PAGE EXTRACT:
********
The Wood Between the Worlds

Monday, September 26, 2005

Tennis

Yesterday I played over thirty games of tennis!!! My oldest brother David and I decided that we weren’t going to be pansies any more and we were going to play the full three sets. Heh, yeah, we’re still not sure if you go to three, or if it’s the first person to three. Regardless we ended up playing two (almost three sets) I beat him in the first set! I very ungraciously kicked his butt 8 games to 6! And then he brutally annihilated me in the second set and I lost 6 games to one! Haha, it wasn’t a pretty picture…and yes I got angry, but not as mad as I could have been. I only threw the racket twice ( I think it’s forever lopsided now).

But then John Bright (senior) and Jakob Petro (junior) came and we played another set or two. I can’t really remember, but David and I wasted them! Hurrah, long live Bogosian power! Haha, well ok so Jakob had just gotten his cast off from a broken shoulder bone, and John had almost twisted his hand from the soccer game the day before! So yeah, I’m thinking it wasn’t quite fair. But it was still fun for David and me! Everyone likes to win right! Heh, doesn’t matter how you do it ;). Wow, I did not just say that when we should always remember; “It’s not whether you win or loose it’s how you play the game.” (yet I’m reading over that and I still can’t help knowing that winning feels a lot better than losing!!!)

Tuesday, September 20, 2005

Restless

Ah, I’m so restless! I’ve been stooping over my stupid accounting book so long that my neck hurts and I think I need glasses! Argh, I hate being behind in a class, I’m officially three weeks behind in this impossible class because I couldn’t access it properly over the internet! Ah, the injustice, the discrimination, the unfairness, the cruelty (heh, I’m done, but I could go on).

So right now I’m stuck cuz I feel like doing anything but accounting homework and yet that’s what I need to do the most-- funny how that happens. Maybe it’s cuz I was planning on playing soccer, you know getting some physical exertion to clear my head, but alas, that didn’t work out. So now I’m stuck in my office, trying to read through chapter two of my accounting book and I’m totally unsuccessful. And to add to this restlessness, all I keep thinking about is the fact that this class is not a requirement so why in the world am I taking it! And all the while I want to go running, only it is raining and dark outside, and there are axe murders in the valley waiting to kill me! So I will tactfully refrain from going out there just now.
********
GIVEN INFORMATION:
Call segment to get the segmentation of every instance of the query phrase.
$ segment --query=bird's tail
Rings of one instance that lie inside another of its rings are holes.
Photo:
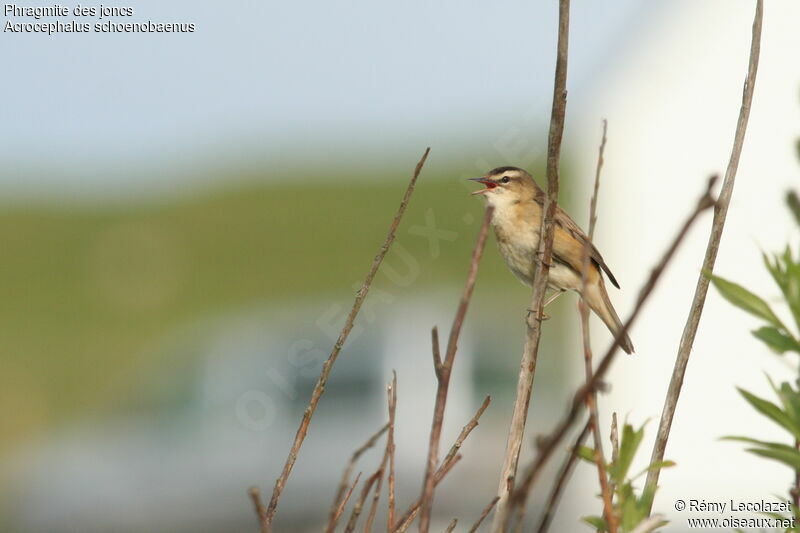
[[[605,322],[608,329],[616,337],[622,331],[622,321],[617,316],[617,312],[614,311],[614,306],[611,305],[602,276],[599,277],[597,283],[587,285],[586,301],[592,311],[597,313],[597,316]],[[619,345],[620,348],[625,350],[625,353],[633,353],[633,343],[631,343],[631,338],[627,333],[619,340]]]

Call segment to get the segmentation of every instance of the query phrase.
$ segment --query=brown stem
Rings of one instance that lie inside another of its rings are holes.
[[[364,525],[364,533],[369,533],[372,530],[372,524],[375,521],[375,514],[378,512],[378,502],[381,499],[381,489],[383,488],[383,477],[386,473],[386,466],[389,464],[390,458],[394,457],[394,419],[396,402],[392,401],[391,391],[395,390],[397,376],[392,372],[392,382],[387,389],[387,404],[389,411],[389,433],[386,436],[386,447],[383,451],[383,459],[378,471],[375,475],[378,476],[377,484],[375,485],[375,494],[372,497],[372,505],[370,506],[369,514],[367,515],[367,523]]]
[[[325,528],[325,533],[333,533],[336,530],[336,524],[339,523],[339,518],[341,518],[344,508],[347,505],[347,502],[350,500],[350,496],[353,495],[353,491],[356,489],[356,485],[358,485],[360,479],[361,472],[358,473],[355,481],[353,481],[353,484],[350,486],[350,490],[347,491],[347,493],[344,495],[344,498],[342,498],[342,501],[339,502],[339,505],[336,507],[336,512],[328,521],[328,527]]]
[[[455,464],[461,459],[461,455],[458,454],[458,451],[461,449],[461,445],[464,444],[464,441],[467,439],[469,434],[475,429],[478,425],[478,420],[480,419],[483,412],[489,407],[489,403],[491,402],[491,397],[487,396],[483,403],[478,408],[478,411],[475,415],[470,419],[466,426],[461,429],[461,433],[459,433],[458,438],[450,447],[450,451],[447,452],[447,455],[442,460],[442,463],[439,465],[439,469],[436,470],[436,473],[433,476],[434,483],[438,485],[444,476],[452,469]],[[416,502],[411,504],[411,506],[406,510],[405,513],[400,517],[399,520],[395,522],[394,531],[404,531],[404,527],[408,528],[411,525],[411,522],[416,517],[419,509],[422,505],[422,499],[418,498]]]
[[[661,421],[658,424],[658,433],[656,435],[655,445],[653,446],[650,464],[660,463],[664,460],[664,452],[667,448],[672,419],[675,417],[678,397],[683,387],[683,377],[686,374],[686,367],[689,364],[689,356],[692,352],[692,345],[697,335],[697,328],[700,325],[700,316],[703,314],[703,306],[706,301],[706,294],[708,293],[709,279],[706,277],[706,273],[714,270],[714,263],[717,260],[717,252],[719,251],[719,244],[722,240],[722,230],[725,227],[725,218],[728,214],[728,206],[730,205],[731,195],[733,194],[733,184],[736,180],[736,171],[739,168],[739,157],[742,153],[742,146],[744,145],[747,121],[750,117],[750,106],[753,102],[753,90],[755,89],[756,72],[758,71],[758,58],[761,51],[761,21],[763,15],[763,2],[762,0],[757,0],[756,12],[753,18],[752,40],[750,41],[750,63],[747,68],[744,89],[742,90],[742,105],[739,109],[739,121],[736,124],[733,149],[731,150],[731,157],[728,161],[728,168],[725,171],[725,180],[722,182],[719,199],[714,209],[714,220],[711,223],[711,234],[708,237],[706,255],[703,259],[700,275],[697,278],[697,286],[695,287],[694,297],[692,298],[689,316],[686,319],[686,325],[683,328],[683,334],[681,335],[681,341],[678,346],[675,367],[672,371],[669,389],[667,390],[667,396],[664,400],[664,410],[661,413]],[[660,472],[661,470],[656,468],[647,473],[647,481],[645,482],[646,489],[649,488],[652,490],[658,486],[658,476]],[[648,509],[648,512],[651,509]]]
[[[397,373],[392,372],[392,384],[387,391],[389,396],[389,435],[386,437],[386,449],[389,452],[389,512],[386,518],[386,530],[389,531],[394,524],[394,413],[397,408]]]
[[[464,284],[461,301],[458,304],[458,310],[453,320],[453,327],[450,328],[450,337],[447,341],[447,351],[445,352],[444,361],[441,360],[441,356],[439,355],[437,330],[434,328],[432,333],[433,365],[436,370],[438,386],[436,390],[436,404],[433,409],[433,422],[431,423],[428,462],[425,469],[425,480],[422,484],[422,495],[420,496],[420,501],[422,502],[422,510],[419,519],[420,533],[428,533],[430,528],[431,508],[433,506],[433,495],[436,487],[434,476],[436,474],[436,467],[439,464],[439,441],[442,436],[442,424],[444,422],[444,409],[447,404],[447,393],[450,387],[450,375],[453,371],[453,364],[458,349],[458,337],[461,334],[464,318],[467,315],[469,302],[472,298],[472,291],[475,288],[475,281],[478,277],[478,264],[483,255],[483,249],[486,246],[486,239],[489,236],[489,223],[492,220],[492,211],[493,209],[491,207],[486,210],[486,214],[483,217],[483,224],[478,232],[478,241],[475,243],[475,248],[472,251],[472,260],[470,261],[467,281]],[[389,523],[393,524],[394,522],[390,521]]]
********
YOUR GOAL: Reproduce word for word the part of the blog post from the words "The Wood Between" through the words "forever lopsided now).". Begin at the sentence that has "The Wood Between" and stop after "forever lopsided now).".

WRITTEN REPLY:
The Wood Between the Worlds

Monday, September 26, 2005

Tennis

Yesterday I played over thirty games of tennis!!! My oldest brother David and I decided that we weren’t going to be pansies any more and we were going to play the full three sets. Heh, yeah, we’re still not sure if you go to three, or if it’s the first person to three. Regardless we ended up playing two (almost three sets) I beat him in the first set! I very ungraciously kicked his butt 8 games to 6! And then he brutally annihilated me in the second set and I lost 6 games to one! Haha, it wasn’t a pretty picture…and yes I got angry, but not as mad as I could have been. I only threw the racket twice ( I think it’s forever lopsided now).